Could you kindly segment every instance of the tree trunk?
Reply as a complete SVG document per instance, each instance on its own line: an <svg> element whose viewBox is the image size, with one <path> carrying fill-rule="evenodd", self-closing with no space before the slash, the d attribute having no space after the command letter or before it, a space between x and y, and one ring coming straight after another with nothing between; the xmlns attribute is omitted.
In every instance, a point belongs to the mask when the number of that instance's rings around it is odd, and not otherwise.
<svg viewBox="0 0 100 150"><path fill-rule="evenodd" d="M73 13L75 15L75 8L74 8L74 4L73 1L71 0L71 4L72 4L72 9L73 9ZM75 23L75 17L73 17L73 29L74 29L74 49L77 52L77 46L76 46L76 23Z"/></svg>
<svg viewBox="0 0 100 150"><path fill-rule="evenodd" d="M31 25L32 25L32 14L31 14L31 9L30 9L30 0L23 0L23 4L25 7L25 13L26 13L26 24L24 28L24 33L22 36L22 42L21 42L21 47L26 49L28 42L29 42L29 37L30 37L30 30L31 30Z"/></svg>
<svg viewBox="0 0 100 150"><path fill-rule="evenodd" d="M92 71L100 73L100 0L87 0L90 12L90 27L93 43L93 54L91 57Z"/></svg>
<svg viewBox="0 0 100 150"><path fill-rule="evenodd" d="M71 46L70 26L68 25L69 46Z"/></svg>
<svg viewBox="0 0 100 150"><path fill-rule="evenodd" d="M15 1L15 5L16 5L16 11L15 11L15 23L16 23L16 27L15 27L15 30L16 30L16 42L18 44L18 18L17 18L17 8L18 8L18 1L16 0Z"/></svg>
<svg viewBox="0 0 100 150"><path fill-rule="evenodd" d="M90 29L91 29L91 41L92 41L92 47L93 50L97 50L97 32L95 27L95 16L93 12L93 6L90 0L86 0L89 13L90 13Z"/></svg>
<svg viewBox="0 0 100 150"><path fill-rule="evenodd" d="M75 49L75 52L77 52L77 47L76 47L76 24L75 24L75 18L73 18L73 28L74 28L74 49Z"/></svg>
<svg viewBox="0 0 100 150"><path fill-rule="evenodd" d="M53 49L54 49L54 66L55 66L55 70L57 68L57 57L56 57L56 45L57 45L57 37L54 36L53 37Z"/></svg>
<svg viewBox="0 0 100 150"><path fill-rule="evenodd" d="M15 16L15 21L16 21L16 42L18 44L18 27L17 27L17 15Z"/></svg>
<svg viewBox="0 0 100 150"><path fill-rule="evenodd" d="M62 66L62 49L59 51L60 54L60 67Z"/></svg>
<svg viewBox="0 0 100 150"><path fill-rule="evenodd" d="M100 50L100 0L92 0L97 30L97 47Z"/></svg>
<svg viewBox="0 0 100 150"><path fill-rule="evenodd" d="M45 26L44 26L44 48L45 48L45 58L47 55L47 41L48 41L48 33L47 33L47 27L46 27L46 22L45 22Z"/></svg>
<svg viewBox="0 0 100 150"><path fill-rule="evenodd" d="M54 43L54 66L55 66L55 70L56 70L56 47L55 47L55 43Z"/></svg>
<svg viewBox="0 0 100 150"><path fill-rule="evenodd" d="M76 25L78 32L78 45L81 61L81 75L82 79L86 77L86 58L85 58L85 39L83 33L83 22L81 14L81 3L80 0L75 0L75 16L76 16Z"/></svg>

▶ What is needed
Your response needs to restate the lines above exactly.

▶ Result for this exercise
Could you kindly segment every instance of the tree trunk?
Reply as a complete SVG document per instance, each instance on its own line: an <svg> element whose viewBox is the image size, with one <path> carrying fill-rule="evenodd", self-closing with no space before the slash, the d attribute having no space after the command letter or before it, a space between x and y, and one ring coming straight after another with nothing between; the xmlns attribute is omitted.
In every instance, a point belongs to the mask when the number of that instance's rings around it is odd, and not otherwise.
<svg viewBox="0 0 100 150"><path fill-rule="evenodd" d="M73 13L75 15L75 8L74 8L74 4L73 1L71 0L71 4L72 4L72 9L73 9ZM75 23L75 17L73 17L73 29L74 29L74 49L77 52L77 46L76 46L76 23Z"/></svg>
<svg viewBox="0 0 100 150"><path fill-rule="evenodd" d="M31 25L32 25L32 14L31 14L31 9L30 9L30 0L23 0L23 4L25 7L25 13L26 13L26 24L24 28L24 33L22 36L22 42L21 42L21 47L26 49L28 42L29 42L29 37L30 37L30 30L31 30Z"/></svg>
<svg viewBox="0 0 100 150"><path fill-rule="evenodd" d="M92 71L100 73L100 0L87 0L90 12L90 27L93 43L93 54L91 57Z"/></svg>
<svg viewBox="0 0 100 150"><path fill-rule="evenodd" d="M71 46L70 26L68 25L69 46Z"/></svg>
<svg viewBox="0 0 100 150"><path fill-rule="evenodd" d="M15 1L15 5L16 5L16 11L15 11L15 23L16 23L16 27L15 27L15 30L16 30L16 42L18 44L18 18L17 18L17 8L18 8L18 1L16 0Z"/></svg>
<svg viewBox="0 0 100 150"><path fill-rule="evenodd" d="M90 29L91 29L91 41L92 41L92 47L93 50L97 50L97 32L95 27L95 16L93 12L93 6L90 0L86 0L89 13L90 13Z"/></svg>
<svg viewBox="0 0 100 150"><path fill-rule="evenodd" d="M75 49L75 52L77 52L77 47L76 47L76 24L75 24L75 18L73 18L73 28L74 28L74 49Z"/></svg>
<svg viewBox="0 0 100 150"><path fill-rule="evenodd" d="M53 49L54 49L54 66L55 66L55 70L57 68L57 57L56 57L56 45L57 45L57 37L54 36L53 37Z"/></svg>
<svg viewBox="0 0 100 150"><path fill-rule="evenodd" d="M15 16L15 21L16 21L16 42L18 44L18 27L17 27L17 15Z"/></svg>
<svg viewBox="0 0 100 150"><path fill-rule="evenodd" d="M62 66L62 49L59 51L60 54L60 67Z"/></svg>
<svg viewBox="0 0 100 150"><path fill-rule="evenodd" d="M100 50L100 0L92 0L97 30L97 47Z"/></svg>
<svg viewBox="0 0 100 150"><path fill-rule="evenodd" d="M45 26L44 26L44 48L45 48L45 58L47 55L47 41L48 41L48 33L47 33L47 27L46 27L46 22L45 22Z"/></svg>
<svg viewBox="0 0 100 150"><path fill-rule="evenodd" d="M54 43L54 66L55 66L55 70L56 70L56 47L55 47L55 43Z"/></svg>
<svg viewBox="0 0 100 150"><path fill-rule="evenodd" d="M76 25L78 32L78 45L81 61L81 75L82 79L86 77L86 58L85 58L85 39L83 33L83 22L81 14L81 3L80 0L75 0L75 16L76 16Z"/></svg>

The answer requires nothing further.